'''

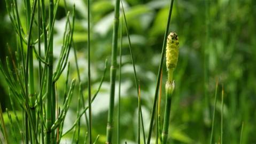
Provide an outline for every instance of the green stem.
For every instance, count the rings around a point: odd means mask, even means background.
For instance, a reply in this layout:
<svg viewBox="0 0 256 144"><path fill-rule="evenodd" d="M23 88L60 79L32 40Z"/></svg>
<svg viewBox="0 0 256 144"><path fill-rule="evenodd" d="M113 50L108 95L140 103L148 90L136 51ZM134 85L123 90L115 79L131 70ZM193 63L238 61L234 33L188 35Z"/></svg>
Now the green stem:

'''

Repeat the material above word for word, leaving out the pictures.

Written answer:
Provide an outline for every instance of the green stem.
For every instance, count the rings around a point: odd means mask, even means background.
For instance, a reply in this layout:
<svg viewBox="0 0 256 144"><path fill-rule="evenodd" d="M23 88L60 79L32 40Z"/></svg>
<svg viewBox="0 0 256 144"><path fill-rule="evenodd" d="M113 50L108 95L140 103L148 90L136 51ZM134 85L123 90L115 79L131 70ZM193 63L238 61L234 33L188 35Z"/></svg>
Now the green stem:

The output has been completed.